- _STATED TASK_: Reproduce only the records from their start through the line containing "18 129 L 43", both ends included, with the requests kept in full. Multiply every polygon vertex coordinate in the answers by 0.6 and round each to a whole number, halves up, leaving the pictures out.

- _ENTRIES SUPPLIED_:
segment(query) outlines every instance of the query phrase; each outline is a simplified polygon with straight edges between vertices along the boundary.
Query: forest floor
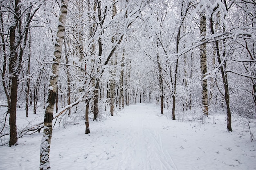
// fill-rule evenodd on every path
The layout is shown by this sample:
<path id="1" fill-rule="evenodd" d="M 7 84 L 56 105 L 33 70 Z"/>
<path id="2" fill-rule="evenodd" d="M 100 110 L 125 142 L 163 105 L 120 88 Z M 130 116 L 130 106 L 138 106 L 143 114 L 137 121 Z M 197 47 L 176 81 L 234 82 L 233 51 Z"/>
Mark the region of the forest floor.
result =
<path id="1" fill-rule="evenodd" d="M 18 129 L 43 119 L 43 111 L 27 118 L 19 112 Z M 84 120 L 78 118 L 75 124 L 54 127 L 50 165 L 54 170 L 256 170 L 255 140 L 236 122 L 228 132 L 225 118 L 216 114 L 203 124 L 173 121 L 155 105 L 139 104 L 90 121 L 88 135 Z M 0 170 L 39 169 L 42 135 L 25 135 L 15 146 L 0 146 Z"/>

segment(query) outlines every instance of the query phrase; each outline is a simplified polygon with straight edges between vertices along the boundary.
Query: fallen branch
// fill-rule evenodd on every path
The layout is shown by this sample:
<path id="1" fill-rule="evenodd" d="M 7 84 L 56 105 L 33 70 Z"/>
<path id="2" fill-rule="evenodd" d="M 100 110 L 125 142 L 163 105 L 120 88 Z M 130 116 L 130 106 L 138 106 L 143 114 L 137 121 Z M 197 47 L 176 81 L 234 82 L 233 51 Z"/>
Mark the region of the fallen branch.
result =
<path id="1" fill-rule="evenodd" d="M 57 117 L 58 117 L 60 115 L 61 115 L 63 113 L 64 113 L 66 110 L 68 109 L 70 109 L 73 106 L 76 106 L 77 104 L 78 104 L 80 101 L 83 99 L 83 97 L 85 96 L 85 95 L 82 95 L 80 98 L 76 102 L 72 103 L 71 104 L 68 105 L 66 106 L 65 107 L 63 108 L 62 110 L 61 110 L 59 112 L 57 112 L 55 113 L 52 119 L 54 119 Z M 44 122 L 42 121 L 38 124 L 36 124 L 35 125 L 34 125 L 31 126 L 30 126 L 28 128 L 25 128 L 23 130 L 22 130 L 21 132 L 18 132 L 17 134 L 18 134 L 18 138 L 20 138 L 20 137 L 22 137 L 23 135 L 25 135 L 27 133 L 29 132 L 33 131 L 33 133 L 31 133 L 31 134 L 33 134 L 36 132 L 39 132 L 40 131 L 44 126 Z M 31 135 L 29 134 L 29 135 Z M 7 133 L 1 135 L 1 137 L 9 135 L 9 133 Z M 2 144 L 2 145 L 4 145 L 6 144 L 7 144 L 8 143 L 5 143 L 4 144 Z"/>

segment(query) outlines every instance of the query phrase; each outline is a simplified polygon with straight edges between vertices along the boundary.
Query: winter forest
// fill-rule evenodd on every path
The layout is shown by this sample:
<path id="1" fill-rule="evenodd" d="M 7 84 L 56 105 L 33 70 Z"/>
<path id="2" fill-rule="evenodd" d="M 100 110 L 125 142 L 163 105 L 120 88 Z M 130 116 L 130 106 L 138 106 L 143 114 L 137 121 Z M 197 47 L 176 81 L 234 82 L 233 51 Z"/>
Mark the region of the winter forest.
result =
<path id="1" fill-rule="evenodd" d="M 247 134 L 243 142 L 255 145 L 255 0 L 0 1 L 0 152 L 4 151 L 0 164 L 11 148 L 25 147 L 20 140 L 31 142 L 34 137 L 39 139 L 36 167 L 49 169 L 52 150 L 56 149 L 50 147 L 58 136 L 54 127 L 63 133 L 80 128 L 83 139 L 99 137 L 94 130 L 101 132 L 106 122 L 119 120 L 130 110 L 129 125 L 138 121 L 143 128 L 148 116 L 137 116 L 136 107 L 157 114 L 160 121 L 152 118 L 152 129 L 147 129 L 154 132 L 154 140 L 159 139 L 155 126 L 186 122 L 198 128 L 214 126 L 209 128 L 221 131 L 223 138 L 243 132 Z M 126 115 L 126 121 L 132 119 Z M 218 116 L 224 126 L 218 126 Z M 121 126 L 120 121 L 116 123 Z M 69 140 L 61 147 L 70 144 L 73 139 Z M 153 146 L 164 153 L 167 141 L 162 140 Z M 142 149 L 141 145 L 136 148 Z M 251 159 L 256 157 L 252 153 Z M 165 154 L 159 159 L 164 166 L 158 169 L 180 169 Z M 256 166 L 249 159 L 243 164 L 238 160 L 249 167 L 238 165 L 238 169 Z M 156 169 L 149 164 L 114 169 Z M 63 167 L 59 169 L 79 169 Z"/>

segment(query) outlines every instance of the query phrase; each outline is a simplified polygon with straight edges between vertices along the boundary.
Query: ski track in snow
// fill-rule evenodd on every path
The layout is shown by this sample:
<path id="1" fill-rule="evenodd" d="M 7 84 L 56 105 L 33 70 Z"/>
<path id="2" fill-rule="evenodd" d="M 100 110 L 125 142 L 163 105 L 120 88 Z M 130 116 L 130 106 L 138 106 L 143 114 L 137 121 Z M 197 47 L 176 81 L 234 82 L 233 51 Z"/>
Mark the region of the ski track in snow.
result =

- _REPLY TO THE TASK_:
segment(query) outlines every instance of the query phrase; each outline is a simplified polygon with straight edges between vertices along the boundary.
Query: forest floor
// fill-rule evenodd on every path
The layout is shown by this sample:
<path id="1" fill-rule="evenodd" d="M 7 84 L 56 105 L 33 70 Z"/>
<path id="2" fill-rule="evenodd" d="M 100 110 L 125 142 L 163 105 L 120 88 Z M 130 116 L 130 106 L 138 106 L 143 114 L 137 121 Z M 197 47 L 176 81 L 234 82 L 233 51 Z"/>
Mark the region of the forest floor.
result =
<path id="1" fill-rule="evenodd" d="M 11 77 L 26 71 L 26 67 L 16 71 L 11 67 Z M 50 72 L 47 71 L 45 74 L 32 76 L 30 99 L 32 102 L 154 102 L 153 84 L 142 73 L 137 79 L 135 71 L 130 68 L 122 74 L 104 73 L 93 63 L 83 62 L 54 73 L 53 81 Z M 0 102 L 23 101 L 25 81 L 15 81 L 9 88 L 0 88 Z"/>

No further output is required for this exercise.